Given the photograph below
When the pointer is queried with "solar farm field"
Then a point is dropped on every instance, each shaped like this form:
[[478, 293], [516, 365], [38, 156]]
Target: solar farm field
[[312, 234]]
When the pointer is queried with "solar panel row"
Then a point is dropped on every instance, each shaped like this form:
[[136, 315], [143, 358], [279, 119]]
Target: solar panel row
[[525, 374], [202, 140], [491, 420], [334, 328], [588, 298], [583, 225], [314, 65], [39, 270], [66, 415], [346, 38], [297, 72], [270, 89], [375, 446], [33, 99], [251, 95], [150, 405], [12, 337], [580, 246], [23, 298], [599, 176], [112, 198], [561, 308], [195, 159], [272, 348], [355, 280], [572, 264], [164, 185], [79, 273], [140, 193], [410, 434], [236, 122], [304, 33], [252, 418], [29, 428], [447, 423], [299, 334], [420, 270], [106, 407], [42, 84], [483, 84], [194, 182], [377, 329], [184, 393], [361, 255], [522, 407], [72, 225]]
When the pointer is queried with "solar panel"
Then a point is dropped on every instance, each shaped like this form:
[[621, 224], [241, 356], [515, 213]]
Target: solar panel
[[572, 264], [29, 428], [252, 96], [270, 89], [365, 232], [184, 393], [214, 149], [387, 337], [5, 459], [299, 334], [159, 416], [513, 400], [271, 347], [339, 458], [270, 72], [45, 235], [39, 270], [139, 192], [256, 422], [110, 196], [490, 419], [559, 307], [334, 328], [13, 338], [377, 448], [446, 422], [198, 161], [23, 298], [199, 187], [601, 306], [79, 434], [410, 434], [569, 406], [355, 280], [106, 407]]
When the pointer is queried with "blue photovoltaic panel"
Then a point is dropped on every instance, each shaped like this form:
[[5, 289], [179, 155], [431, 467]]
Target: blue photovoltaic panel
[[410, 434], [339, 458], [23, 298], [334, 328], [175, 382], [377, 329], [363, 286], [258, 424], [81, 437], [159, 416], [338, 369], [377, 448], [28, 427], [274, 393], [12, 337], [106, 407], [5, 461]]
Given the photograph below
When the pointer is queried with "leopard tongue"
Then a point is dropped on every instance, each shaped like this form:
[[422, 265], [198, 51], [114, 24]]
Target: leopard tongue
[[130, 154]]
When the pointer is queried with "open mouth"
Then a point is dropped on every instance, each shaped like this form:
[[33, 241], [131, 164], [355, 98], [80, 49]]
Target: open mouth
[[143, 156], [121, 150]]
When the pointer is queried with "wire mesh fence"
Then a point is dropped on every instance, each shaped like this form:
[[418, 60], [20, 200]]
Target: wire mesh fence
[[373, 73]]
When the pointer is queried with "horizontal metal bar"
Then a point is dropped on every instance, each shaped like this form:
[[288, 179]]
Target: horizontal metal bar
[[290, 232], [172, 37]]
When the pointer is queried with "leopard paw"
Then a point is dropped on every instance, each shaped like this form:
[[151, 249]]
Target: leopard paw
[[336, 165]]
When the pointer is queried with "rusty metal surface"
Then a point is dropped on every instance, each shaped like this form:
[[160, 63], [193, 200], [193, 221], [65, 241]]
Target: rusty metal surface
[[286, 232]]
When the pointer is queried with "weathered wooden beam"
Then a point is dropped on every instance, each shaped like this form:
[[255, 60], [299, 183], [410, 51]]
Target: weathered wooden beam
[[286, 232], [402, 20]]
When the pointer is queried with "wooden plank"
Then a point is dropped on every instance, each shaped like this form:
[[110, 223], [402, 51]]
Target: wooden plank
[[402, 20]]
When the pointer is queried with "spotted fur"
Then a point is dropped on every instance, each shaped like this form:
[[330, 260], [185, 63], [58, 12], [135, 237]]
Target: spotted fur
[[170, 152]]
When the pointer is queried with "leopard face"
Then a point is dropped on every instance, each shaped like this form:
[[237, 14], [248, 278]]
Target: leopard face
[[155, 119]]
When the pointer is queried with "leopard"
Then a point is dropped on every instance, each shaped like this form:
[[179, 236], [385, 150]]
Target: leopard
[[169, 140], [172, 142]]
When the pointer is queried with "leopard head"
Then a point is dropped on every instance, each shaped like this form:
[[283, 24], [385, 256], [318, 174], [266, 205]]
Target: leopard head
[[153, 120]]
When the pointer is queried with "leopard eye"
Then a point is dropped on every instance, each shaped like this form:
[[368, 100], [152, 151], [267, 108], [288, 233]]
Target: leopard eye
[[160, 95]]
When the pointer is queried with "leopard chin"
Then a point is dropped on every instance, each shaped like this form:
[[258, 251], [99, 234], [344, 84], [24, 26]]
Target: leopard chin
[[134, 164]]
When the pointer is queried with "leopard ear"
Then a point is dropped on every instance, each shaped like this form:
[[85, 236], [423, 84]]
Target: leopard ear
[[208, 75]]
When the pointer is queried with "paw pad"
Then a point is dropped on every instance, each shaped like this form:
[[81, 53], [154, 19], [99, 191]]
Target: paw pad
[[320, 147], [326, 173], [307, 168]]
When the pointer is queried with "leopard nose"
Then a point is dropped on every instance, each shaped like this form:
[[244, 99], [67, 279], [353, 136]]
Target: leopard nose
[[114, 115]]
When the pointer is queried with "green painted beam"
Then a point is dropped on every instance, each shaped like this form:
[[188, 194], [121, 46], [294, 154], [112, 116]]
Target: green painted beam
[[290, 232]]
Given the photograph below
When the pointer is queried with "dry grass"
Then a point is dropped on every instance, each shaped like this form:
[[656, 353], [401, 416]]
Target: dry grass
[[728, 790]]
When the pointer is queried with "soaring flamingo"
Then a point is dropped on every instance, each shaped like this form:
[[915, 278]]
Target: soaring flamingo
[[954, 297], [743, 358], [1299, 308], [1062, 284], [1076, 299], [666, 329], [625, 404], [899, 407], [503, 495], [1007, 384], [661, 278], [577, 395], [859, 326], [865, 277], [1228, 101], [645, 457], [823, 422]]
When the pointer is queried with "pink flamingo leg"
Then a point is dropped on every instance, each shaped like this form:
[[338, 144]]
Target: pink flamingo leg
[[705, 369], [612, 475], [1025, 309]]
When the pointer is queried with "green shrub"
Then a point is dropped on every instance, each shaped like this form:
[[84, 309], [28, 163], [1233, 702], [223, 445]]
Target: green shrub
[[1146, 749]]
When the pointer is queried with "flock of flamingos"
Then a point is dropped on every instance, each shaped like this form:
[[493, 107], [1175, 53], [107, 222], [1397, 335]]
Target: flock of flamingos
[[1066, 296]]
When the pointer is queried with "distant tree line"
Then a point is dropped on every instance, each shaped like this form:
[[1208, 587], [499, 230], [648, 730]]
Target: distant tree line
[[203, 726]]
***
Brief | Copy out every item above again, word for word, with nothing changed or left out.

Correct output |
Given the photograph below
When the pointer is queried with "solar farm field"
Then a point is dropped on every instance, each shaped like this form:
[[478, 293], [516, 365], [38, 156]]
Target: solar farm field
[[312, 234]]
When the pointer is queried with "solar panel row"
Then a point is dropped on every instance, each shaped like this form:
[[136, 315], [143, 358], [279, 119]]
Target: solar panel row
[[525, 374], [202, 140], [491, 420], [334, 328], [588, 298], [583, 225], [314, 65], [39, 270], [66, 415], [346, 38], [297, 72], [270, 89], [375, 446], [33, 99], [251, 95], [150, 405], [12, 337], [580, 246], [23, 298], [599, 176], [112, 198], [561, 308], [195, 159], [272, 348], [355, 280], [572, 264], [164, 185], [79, 273], [140, 193], [410, 434], [236, 122], [304, 33], [252, 418], [29, 428], [447, 423], [299, 334], [420, 270], [106, 407], [42, 84], [483, 84], [194, 182], [377, 329], [184, 393], [361, 255], [522, 407], [72, 225]]
When the pointer is queried with "solar panel"
Then a point is dropped on every instance, each shaped like this form:
[[621, 224], [241, 356], [515, 213]]
Target: solar panel
[[572, 264], [29, 428], [252, 96], [270, 89], [365, 232], [184, 393], [214, 149], [387, 337], [5, 459], [299, 334], [159, 416], [513, 400], [271, 347], [339, 458], [270, 72], [45, 235], [39, 270], [139, 192], [256, 422], [110, 196], [490, 419], [559, 307], [334, 328], [13, 338], [377, 448], [446, 422], [198, 161], [23, 298], [199, 187], [601, 306], [79, 434], [410, 434], [569, 406], [355, 280], [106, 407]]
When the pointer is queried with "blue photovoltaic panel"
Then a point is dropped on every instance, each shaped like this form:
[[5, 289], [179, 155], [431, 467]]
Target: blue photovoltaic panel
[[410, 434], [339, 458], [23, 298], [334, 328], [175, 382], [377, 329], [363, 286], [258, 424], [81, 437], [159, 416], [338, 369], [377, 448], [28, 427], [274, 393], [12, 337], [106, 407], [5, 461]]
Given the photograph below
When the pointer is queried with "leopard tongue"
Then a point is dropped on every instance, each shaped like this form:
[[422, 265], [198, 51], [114, 24]]
Target: leopard tongue
[[130, 154]]
When the pointer is queried with "open mouth"
Then a point is dropped on every instance, each shaped like this form:
[[33, 241], [131, 164], [355, 98], [80, 49]]
Target: open mouth
[[143, 156], [121, 150]]
When the pointer is queried with "wire mesh fence"
Then a point is dropped on every instance, each shaped like this form:
[[418, 60], [20, 200]]
Target: wire mesh fence
[[373, 73]]
When the pointer is queried with "horizontal metal bar"
Then a point is dropped on every instance, each shaped like this form:
[[288, 179]]
Target: horizontal metal bar
[[290, 232], [172, 37]]
When the pointer is queried with "leopard paw"
Then a point is dropped on every instance, each shaped like this form:
[[151, 249]]
Target: leopard paw
[[336, 165]]
When the pointer is queried with "rusty metal surface"
Then a point is dropped on every instance, each shaped like this form:
[[160, 63], [193, 200], [193, 221], [65, 241]]
Target: rusty metal surface
[[286, 232]]
When the pointer is queried with "weathered wooden beam"
Then a point is dropped on every instance, each shaped like this form:
[[255, 60], [299, 183], [410, 51]]
Target: weathered wooden beam
[[286, 232], [402, 20]]
When the pointer is queried with "wooden plank"
Then a point is dropped on every instance, each shaped like this form:
[[110, 223], [402, 51]]
Target: wooden plank
[[402, 20]]
When the pointer is queried with "spotted fur"
Then a point is dropped on every instance, each shaped like this form:
[[330, 260], [185, 63], [58, 12], [135, 237]]
Target: spotted fur
[[170, 152]]
When the pointer is queried with "leopard face"
Then a point is dropped on every instance, each shaped like this form:
[[237, 14], [248, 278]]
Target: leopard face
[[155, 119]]
When the pointer is queried with "leopard"
Then a point is dropped on every instance, each shaped like this form:
[[179, 236], [385, 150]]
Target: leopard
[[169, 140], [172, 142]]
When the pointer is queried with "leopard head"
Then a point is dropped on every instance, each shaped like this form:
[[283, 24], [385, 256], [318, 174], [266, 205]]
Target: leopard head
[[153, 120]]
When the pointer is queried with "leopard eye"
Then a point is dropped on every instance, each shaped like this form:
[[368, 100], [152, 151], [267, 108], [288, 233]]
Target: leopard eye
[[160, 95]]
When the pointer is queried with "leopard chin"
Then a point is dropped on every instance, each shaped like this form:
[[258, 251], [99, 234], [344, 84], [24, 26]]
Target: leopard chin
[[134, 164]]
When the pointer is queried with "leopard ear"
Then a point is dropped on every instance, each shaped like this form:
[[85, 236], [423, 84]]
Target: leopard ear
[[208, 75]]
When the pointer is queried with "paw pad"
Then a point is dropped on every instance, each shaped like this form:
[[81, 53], [154, 19], [99, 191]]
Target: paw pad
[[320, 147], [326, 173], [307, 168]]
When the pointer is queried with "leopard nose"
Then a point is dropped on every instance, each shaped like this form:
[[244, 99], [67, 279], [353, 136]]
Target: leopard nose
[[114, 115]]
When the pointer is queried with "green painted beam"
Then a point is dropped on every instance, each shaped like this form:
[[188, 194], [121, 46], [294, 154], [112, 116]]
Target: green painted beam
[[290, 232]]
Given the photograph below
When the pointer is queried with "dry grass"
Then a point is dropped on every instance, each shaped like this form:
[[656, 353], [401, 416]]
Target: dry grass
[[728, 790]]
When the pointer is queried with "soaring flamingo"
Then a point is dropped on every instance, each shaped like this form:
[[915, 278]]
Target: soaring flamingo
[[954, 297], [743, 358], [1299, 308], [1062, 284], [1076, 299], [666, 329], [625, 404], [899, 407], [503, 495], [1007, 384], [661, 278], [577, 395], [859, 326], [865, 277], [1228, 101], [645, 457], [823, 422]]
When the pointer is queried with "pink flamingo leg"
Then a point is dropped on every instance, each shaped like this form:
[[338, 144]]
Target: pink flamingo leg
[[705, 369], [612, 475], [1025, 309]]
When the pointer is queried with "green shrub"
Then a point is dropped on every instance, each shaped like this form:
[[84, 309], [28, 163], [1233, 702], [223, 445]]
Target: green shrub
[[1146, 749]]
When the pointer is queried with "flock of flamingos"
Then a point is dropped on every instance, each shaped like this form:
[[493, 107], [1175, 53], [107, 222], [1397, 335]]
Target: flock of flamingos
[[1066, 296]]
When the pointer is queried with "distant tree line"
Then a point is dropped on every instance, each shaped like this form:
[[1208, 587], [499, 230], [648, 730]]
Target: distant tree line
[[203, 726]]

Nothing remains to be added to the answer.